- _ASSIGNMENT_
All of the material must be duplicated exactly, line by line.
◆ ◆ ◆
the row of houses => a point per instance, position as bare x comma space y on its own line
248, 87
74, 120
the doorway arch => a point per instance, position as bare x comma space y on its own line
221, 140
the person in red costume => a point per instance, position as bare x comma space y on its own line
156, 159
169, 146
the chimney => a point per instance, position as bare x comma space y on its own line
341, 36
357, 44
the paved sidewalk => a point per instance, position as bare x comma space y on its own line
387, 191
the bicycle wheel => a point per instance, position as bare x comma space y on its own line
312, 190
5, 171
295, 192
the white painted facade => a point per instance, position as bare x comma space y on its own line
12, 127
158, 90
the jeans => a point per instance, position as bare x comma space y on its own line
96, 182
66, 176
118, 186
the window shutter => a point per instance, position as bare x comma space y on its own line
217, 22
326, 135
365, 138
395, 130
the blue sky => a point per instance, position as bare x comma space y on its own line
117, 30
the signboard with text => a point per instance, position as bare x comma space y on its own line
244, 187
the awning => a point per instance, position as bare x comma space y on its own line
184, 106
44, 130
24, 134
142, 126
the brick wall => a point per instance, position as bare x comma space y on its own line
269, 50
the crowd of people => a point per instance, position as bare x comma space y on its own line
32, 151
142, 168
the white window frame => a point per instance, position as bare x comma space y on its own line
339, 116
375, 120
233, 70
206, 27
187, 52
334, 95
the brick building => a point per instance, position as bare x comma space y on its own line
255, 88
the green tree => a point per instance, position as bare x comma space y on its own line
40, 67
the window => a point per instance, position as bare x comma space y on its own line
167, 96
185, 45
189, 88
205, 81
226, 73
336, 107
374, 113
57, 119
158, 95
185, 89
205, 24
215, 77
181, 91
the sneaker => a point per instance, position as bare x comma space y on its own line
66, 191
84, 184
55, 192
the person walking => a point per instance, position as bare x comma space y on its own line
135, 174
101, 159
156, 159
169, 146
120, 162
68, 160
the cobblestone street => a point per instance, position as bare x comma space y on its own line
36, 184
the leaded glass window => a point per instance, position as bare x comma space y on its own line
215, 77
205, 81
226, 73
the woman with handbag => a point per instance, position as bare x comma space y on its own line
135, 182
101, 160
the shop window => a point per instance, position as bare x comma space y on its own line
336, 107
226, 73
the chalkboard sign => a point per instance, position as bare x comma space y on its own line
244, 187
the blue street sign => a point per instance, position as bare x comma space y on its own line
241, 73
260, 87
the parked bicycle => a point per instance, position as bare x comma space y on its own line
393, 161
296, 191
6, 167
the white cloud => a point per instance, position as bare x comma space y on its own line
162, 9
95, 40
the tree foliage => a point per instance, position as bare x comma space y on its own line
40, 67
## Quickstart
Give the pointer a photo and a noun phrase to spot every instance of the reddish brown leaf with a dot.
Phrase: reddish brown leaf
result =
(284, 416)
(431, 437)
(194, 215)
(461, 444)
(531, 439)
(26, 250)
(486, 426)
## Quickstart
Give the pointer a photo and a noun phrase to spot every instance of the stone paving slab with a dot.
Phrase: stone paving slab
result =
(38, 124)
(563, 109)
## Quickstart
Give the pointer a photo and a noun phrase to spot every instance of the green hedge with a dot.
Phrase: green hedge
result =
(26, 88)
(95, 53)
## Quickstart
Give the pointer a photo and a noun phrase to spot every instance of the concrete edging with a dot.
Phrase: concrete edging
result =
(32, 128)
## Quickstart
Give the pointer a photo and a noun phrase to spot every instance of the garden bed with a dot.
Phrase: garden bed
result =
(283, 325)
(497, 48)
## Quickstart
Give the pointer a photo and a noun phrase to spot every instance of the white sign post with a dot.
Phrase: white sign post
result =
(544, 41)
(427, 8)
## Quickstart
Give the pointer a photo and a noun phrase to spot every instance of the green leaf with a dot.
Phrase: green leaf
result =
◆ ◆ ◆
- _FINISHED EXERCISE_
the row of houses => a point per instance, position as bare x comma space y on its own line
248, 87
74, 120
the doorway arch => a point per instance, position as bare x comma space y on its own line
221, 140
the person in red costume => a point per instance, position as bare x comma space y on its own line
156, 159
169, 146
the chimney => a point per instance, position as bare x comma space y on its own line
341, 36
357, 44
the paved sidewalk => a point per instance, position as bare x comma space y on its own line
387, 191
the bicycle wheel => a point per instance, position as bare x comma space y on its own line
312, 190
5, 171
295, 192
the white painted facade => a point per instance, position as bare x comma space y on its own line
12, 127
158, 90
the jeans => a point per instance, position as bare x comma space y on its own line
96, 182
66, 176
118, 186
the window shutter => a point per instance, position as bare x comma space y on its own line
217, 22
326, 135
365, 138
395, 130
the blue sky => a point per instance, position as bare x comma space y on its own line
117, 30
the signboard with text => a point per instance, position as bare x comma space y on its own line
244, 187
the awning => a point per instance, position as bare x comma space y on its own line
184, 106
44, 130
24, 134
142, 126
the brick wall => a point per instance, position as bare x comma space y on its own line
269, 50
the crowd of people => a point per instance, position as bare x comma space y on its own line
32, 151
142, 168
the white window frame => a point per instance, position as bare x comma space y on its own line
339, 116
375, 120
233, 70
206, 27
187, 52
334, 95
the brick building => a point per instance, position as bare x comma space y on its own line
255, 88
the green tree => a point per instance, position as bare x comma space y on its own line
40, 67
the window => a point per instance, position as bare x comma space y on its own line
167, 96
185, 45
189, 88
205, 81
226, 73
336, 107
374, 113
57, 119
158, 95
185, 89
205, 24
215, 77
181, 91
the sneaker => a point per instance, position as bare x comma space y on its own line
66, 191
84, 184
55, 192
the person walking => a point per instance, position as bare x comma space y on its own line
135, 174
101, 159
156, 159
169, 146
120, 162
68, 160
the cobblestone street => a point per instance, position as bare x comma space y on its own line
36, 184
the leaded glass window => a point per instance, position as bare x comma space y on its own line
215, 77
205, 81
226, 73
the woman with handbag => a point per instance, position as bare x comma space y on its own line
135, 182
101, 160
the shop window => a point per instance, position as bare x comma space y on its own line
336, 107
226, 73
the chalkboard sign => a point per instance, position as bare x comma space y on its own line
244, 187
the blue street sign => a point per instance, position as bare x comma space y on its own line
241, 73
260, 87
the parked bicycle => a point per instance, position as bare x comma space y on its own line
393, 161
296, 191
6, 167
the white cloud => a point per instance, position as bare x comma space y on its own line
162, 9
95, 40
the tree foliage => a point per instance, position as bare x comma space y on its own line
40, 67
## Quickstart
Give the pointer a photo and a noun phrase to spot every instance of the reddish brown leaf with a dot.
Phrase: reddish brown leaf
result =
(284, 416)
(431, 437)
(194, 215)
(461, 444)
(531, 439)
(26, 250)
(486, 426)
## Quickstart
Give the pointer a photo and a noun phrase to spot every instance of the stone paving slab with a dot.
Phrase: stone paving slab
result =
(38, 124)
(563, 109)
## Quickstart
Give the pointer a photo and a noun phrase to spot every instance of the green hedge with a dot.
Phrase: green hedge
result =
(26, 88)
(95, 53)
## Quickstart
Give the pointer a photo and a noun phrase to spot every instance of the concrete edging with a dot.
Phrase: concrete edging
result =
(32, 128)
## Quickstart
Give the pointer a photo and a noun phrase to spot every instance of the garden bed with a dot.
Phrase: garden bed
result =
(283, 325)
(497, 48)
## Quickstart
Give the pointer a photo and a noun phrase to spot every instance of the white sign post with a dot.
Phrase: white sign post
result =
(544, 41)
(427, 8)
## Quickstart
Give the pointer a photo and a noun phrase to spot every instance of the green leaf with a dot.
Phrase: green leaf
result =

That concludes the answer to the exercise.